→ **Instructions for the task**:
Write out each line beneath this one exactly as it reads.

→ **Exercise inputs**:

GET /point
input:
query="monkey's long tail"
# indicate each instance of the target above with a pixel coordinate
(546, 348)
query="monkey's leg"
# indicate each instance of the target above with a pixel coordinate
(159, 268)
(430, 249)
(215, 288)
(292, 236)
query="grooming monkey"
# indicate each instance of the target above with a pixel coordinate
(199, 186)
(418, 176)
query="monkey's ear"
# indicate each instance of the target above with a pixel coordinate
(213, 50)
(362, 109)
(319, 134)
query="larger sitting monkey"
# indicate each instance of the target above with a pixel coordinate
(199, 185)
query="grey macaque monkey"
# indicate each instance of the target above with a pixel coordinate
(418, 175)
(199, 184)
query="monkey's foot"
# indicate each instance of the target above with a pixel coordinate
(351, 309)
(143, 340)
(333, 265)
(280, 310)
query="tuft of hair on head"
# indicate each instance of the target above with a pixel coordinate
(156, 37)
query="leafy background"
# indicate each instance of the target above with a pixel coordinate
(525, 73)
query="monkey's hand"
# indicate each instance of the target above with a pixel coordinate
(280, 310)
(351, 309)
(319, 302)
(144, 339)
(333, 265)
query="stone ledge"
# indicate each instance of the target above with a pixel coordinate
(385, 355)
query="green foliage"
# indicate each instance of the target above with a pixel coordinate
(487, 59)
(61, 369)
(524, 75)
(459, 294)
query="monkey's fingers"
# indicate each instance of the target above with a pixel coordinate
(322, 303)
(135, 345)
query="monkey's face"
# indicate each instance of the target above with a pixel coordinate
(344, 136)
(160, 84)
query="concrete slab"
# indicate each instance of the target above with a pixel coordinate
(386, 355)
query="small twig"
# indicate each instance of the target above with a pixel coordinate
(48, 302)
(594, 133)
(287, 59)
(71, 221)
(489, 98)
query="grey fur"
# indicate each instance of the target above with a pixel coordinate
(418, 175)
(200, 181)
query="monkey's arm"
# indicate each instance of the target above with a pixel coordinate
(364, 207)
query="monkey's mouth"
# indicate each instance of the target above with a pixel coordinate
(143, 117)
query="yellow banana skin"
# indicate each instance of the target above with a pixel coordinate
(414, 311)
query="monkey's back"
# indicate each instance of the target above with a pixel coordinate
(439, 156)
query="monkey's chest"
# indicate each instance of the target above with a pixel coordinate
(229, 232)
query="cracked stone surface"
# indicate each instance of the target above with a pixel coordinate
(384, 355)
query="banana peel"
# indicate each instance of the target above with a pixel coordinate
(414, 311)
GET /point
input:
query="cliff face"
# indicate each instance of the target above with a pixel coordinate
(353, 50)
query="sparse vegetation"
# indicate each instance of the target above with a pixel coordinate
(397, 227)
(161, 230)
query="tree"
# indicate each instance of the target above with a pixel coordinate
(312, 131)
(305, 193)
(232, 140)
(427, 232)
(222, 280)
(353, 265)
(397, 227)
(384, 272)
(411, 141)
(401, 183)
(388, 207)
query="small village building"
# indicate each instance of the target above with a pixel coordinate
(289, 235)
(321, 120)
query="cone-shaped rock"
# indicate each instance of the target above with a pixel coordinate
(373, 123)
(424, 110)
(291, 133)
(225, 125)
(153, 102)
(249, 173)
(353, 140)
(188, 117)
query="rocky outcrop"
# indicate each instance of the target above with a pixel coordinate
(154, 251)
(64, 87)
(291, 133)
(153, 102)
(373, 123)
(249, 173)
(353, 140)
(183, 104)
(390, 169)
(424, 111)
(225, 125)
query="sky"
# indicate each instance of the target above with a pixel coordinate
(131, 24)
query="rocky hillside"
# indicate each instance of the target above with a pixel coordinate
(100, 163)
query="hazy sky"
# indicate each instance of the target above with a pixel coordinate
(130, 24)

→ **Exercise solution**:
GET /point
input:
query="monkey's long tail"
# indicate each instance of the target above with a pixel coordinate
(546, 348)
query="monkey's leg"
# indicate each instance of the target above with a pixel coordinate
(159, 268)
(430, 249)
(215, 288)
(292, 236)
query="grooming monkey"
# indicate each instance of the target above with a pixel coordinate
(199, 186)
(418, 176)
query="monkey's ear"
# indicate each instance of the target above with a pixel coordinate
(213, 50)
(362, 109)
(319, 134)
query="larger sitting monkey"
# indicate each instance of the target above with a pixel coordinate
(199, 185)
query="grey macaque monkey"
# indicate each instance of the target above with a pixel coordinate
(418, 175)
(199, 184)
query="monkey's foot"
# indicate each instance of the target above with a pixel coordinate
(351, 309)
(143, 340)
(333, 265)
(280, 310)
query="tuft of hair on head"
# indicate each instance of the target above with a pixel coordinate
(156, 37)
query="leafy background"
# indicate each instance of the target above with a pixel coordinate
(525, 73)
query="monkey's hand"
# indicate each instance of the target above with a pixel coordinate
(280, 310)
(351, 309)
(319, 302)
(144, 339)
(333, 265)
query="stone ledge"
# indicate each instance of the target above with a pixel coordinate
(385, 355)
query="green foliage"
# indicate each instance of the target above with a pixel coordinate
(487, 59)
(61, 369)
(524, 75)
(459, 294)
query="monkey's fingers"
# indicate each instance of the target above with a pixel coordinate
(322, 303)
(135, 345)
query="monkey's face"
# indicate each instance of the target above with a pixel coordinate
(344, 136)
(160, 84)
query="concrete slab"
# indicate each instance of the target above with a pixel coordinate
(386, 355)
query="small twig"
# indicate each instance of the target above with a pixel coordinate
(48, 302)
(594, 133)
(287, 59)
(71, 221)
(489, 98)
query="grey fur"
# indicate each instance of the target above with a pixel coordinate
(418, 175)
(200, 181)
query="monkey's arm"
# indicate each instance of the target above with a pixel coordinate
(364, 207)
query="monkey's mouth"
# indicate each instance of the target above with a pixel coordinate
(143, 117)
query="yellow banana skin"
# indicate each instance of the target above with a pixel coordinate
(414, 311)
query="monkey's back"
# indicate each instance of the target above with a pixel coordinate
(439, 156)
query="monkey's chest"
# indicate each instance of the target above with a pixel coordinate
(229, 232)
query="cracked stone surface"
# indicate each instance of the target above with a pixel coordinate
(384, 355)
query="banana peel"
# indicate each instance of the target above with a pixel coordinate
(414, 311)
GET /point
input:
query="cliff face"
# indicate each instance of the target above with a pixel coordinate
(353, 50)
query="sparse vegetation"
# indicate each instance of the target above with a pixel coordinate
(397, 227)
(161, 230)
query="tree"
# indicate each instance of the target above with a pixel coordinate
(312, 131)
(305, 193)
(232, 140)
(427, 232)
(222, 280)
(353, 265)
(397, 227)
(384, 272)
(411, 141)
(401, 183)
(388, 207)
query="small village building"
# indicate each instance of the target above with a pixel coordinate
(289, 235)
(321, 120)
query="cone-shaped rock"
# indicate each instance of the target above with a pixel coordinate
(373, 123)
(424, 110)
(291, 133)
(225, 125)
(153, 102)
(249, 173)
(353, 140)
(188, 117)
query="rocky outcrop"
# indicate each instance of the target above with a pixel coordinate
(154, 251)
(64, 87)
(291, 133)
(153, 102)
(373, 123)
(249, 173)
(353, 140)
(183, 104)
(390, 169)
(424, 111)
(225, 125)
query="sky"
# indicate each instance of the target above with a pixel coordinate
(131, 24)
query="rocky hillside"
# indicate each instance of the target above with a pixel coordinate
(100, 163)
query="hazy sky"
# indicate each instance of the target above with a pixel coordinate
(130, 24)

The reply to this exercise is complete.